[[ EXCERPTED RECORDS open ]]

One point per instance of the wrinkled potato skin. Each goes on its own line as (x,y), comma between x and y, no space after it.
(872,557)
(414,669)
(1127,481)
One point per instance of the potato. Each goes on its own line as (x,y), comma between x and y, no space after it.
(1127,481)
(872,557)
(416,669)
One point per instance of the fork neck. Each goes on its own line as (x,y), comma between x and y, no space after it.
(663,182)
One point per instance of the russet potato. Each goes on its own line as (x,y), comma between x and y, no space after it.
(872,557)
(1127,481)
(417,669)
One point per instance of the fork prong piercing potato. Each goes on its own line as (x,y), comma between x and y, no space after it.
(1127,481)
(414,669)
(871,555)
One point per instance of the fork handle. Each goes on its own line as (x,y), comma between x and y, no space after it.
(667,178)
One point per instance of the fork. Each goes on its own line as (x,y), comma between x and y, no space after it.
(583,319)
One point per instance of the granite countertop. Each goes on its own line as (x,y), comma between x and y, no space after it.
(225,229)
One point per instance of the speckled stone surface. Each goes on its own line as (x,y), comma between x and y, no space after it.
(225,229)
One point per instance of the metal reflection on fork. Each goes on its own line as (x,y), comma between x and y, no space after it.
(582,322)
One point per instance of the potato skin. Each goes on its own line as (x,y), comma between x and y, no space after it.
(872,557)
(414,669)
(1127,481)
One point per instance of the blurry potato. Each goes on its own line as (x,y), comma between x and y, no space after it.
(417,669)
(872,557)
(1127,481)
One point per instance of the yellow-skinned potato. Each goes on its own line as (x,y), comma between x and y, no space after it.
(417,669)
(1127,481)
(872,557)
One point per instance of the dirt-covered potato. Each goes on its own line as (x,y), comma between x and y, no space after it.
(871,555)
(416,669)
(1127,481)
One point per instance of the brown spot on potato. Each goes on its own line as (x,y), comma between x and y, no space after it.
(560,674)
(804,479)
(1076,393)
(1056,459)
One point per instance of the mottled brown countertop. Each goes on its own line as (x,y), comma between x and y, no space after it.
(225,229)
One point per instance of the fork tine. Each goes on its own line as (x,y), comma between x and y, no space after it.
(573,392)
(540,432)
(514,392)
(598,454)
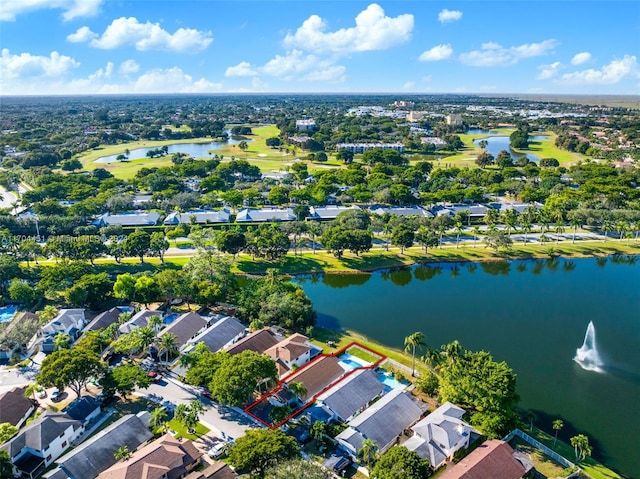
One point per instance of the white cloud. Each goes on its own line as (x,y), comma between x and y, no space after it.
(609,74)
(437,53)
(144,36)
(373,30)
(128,67)
(242,69)
(446,16)
(332,74)
(580,58)
(548,71)
(173,80)
(26,66)
(83,34)
(493,54)
(72,8)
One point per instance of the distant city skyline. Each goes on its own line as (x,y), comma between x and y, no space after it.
(54,47)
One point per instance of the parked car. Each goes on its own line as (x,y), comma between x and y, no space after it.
(56,395)
(218,450)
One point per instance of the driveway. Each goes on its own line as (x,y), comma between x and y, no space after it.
(224,421)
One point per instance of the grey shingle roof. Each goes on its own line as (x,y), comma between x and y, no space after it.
(40,433)
(265,214)
(95,455)
(220,333)
(384,421)
(185,326)
(353,393)
(14,406)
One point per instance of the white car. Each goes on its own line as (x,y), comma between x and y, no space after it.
(218,450)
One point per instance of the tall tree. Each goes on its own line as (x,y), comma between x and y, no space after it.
(411,343)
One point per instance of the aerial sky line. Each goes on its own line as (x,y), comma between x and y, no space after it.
(54,47)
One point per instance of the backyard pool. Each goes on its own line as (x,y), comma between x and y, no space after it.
(350,362)
(7,312)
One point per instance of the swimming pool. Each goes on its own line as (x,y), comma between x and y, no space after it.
(350,362)
(7,312)
(389,381)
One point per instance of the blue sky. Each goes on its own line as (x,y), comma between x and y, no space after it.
(167,46)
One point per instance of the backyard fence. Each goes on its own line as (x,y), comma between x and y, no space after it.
(537,444)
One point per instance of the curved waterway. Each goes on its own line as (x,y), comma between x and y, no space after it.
(532,314)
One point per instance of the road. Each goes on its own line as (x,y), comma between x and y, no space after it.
(223,420)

[[ EXCERPTED RECORDS closed ]]

Only the pictures are to be dropped; all other material above must be repeated exactly.

One point per instance of the wrinkled potato skin. Each goes on its own line as (x,y), comma between x and y, no space after it.
(872,557)
(414,669)
(1127,481)
One point per instance of the potato. Each goes on its own line as (x,y), comma between x and y, no space after it.
(1127,481)
(872,557)
(416,669)
One point per instance of the fork neck. Each goes on its own line as (x,y), comma between x and y, no space after it.
(663,182)
One point per instance of the russet potato. Each goes on its own line as (x,y), comma between x and y, no space after it.
(872,557)
(1127,481)
(417,669)
One point per instance of the fork prong piercing potato. Each goes on its own line as (x,y), comma between x and y, no space after it.
(1127,481)
(414,669)
(871,555)
One point per instance of the fork handle. Each goes on its own line as (x,y), comma between x and y, no space after it.
(667,178)
One point per instance of the fork. Each goes on its own line as (x,y), comma between x and y, no space after it.
(583,319)
One point per instance of the granite countertop. Each goes on its own line as (x,y), comma between x and y, no space after it.
(225,229)
One point per instance of the speckled stone surface. Each goes on its own line as (x,y), comma between x and y, no space after it.
(225,229)
One point per instance of the metal reflection on fork. Each goes on its own line as (x,y), comma between x and y, no space after it.
(582,322)
One point per instance of the potato skin. Each goes on its own line as (x,y), comma between x and y, no space after it.
(872,557)
(414,669)
(1127,481)
One point per instance of the blurry potato. Each goes on its own line as (x,y), comma between x and y, no space after it.
(417,669)
(872,557)
(1127,481)
One point per instance of the yellow-skinned potato. Each goes on its own line as (x,y), comma between x and y, no space after it.
(417,669)
(1127,481)
(872,557)
One point per instance of the dirt-covered potato. Each goes on its own line as (x,y), comma between x and y, no space after it.
(871,555)
(416,669)
(1127,481)
One point per instance of the brown spot on potato. Each goes on its own line as (x,y), comma between x and y, no space after it.
(560,674)
(804,479)
(1076,393)
(1056,459)
One point per instance of the mottled brown countertop. Each goes on its own line as (x,y), comma between x and y, no space after it.
(225,229)
One point per instance of the fork tine. Each goes on its own line as (x,y), comma between x and y, no space after it.
(573,392)
(540,432)
(514,392)
(598,454)
One point per instance of the white cloud. Each goes on its own line as (x,y), comma between x and y, no space after it.
(609,74)
(437,53)
(144,36)
(373,30)
(128,67)
(242,69)
(446,16)
(332,74)
(580,58)
(548,71)
(173,80)
(26,66)
(83,34)
(493,54)
(72,8)
One point per instance of the distant city skyline. Each goes on its own line as (x,y), comma between x and y, no space after it.
(54,47)
One point per instance of the parked car. Each goes on its own line as (x,y), comma between x and y, no space after it.
(56,395)
(218,450)
One point per instance of the driveway. Each goes on its own line as (x,y), comma between x and y, no space after it.
(224,421)
One point per instance of the grey shingle roof. Each goes on its own line as (x,y), comma between x and y, no space after it.
(40,433)
(265,214)
(95,455)
(220,333)
(384,421)
(185,326)
(353,393)
(14,406)
One point per instance of the white car. Each goes on its own line as (x,y), comma between x and y, no space after it.
(218,450)
One point per instance of the tall tree. Each goes on its own line as (x,y), comma between x and y, no space after it.
(411,343)
One point per instance of the aerial sky line. Each goes on its own line as (x,y), comma between x and y, no space after it.
(54,47)
One point per instance of the backyard pool. Each goes on its own line as (x,y), comma between x and y, no space after it.
(350,362)
(7,312)
One point per instance of the swimming pool. Each goes on its own line as (x,y), comma between x and y, no space after it.
(350,362)
(7,312)
(389,381)
One point per instance of the blue sky. Each goes on its own line as (x,y), comma between x and y, no space after it.
(167,46)
One point per instance of the backyard fence. Each goes on its own line as (x,y), comma between x and y, no space after it.
(537,444)
One point per instance of the curved waterway. Each goes on its own line as (x,y), comma between x and y, no space after it.
(532,314)
One point per instance of the road. Each goes on its own line as (x,y), comma between x and y, no space after it.
(223,420)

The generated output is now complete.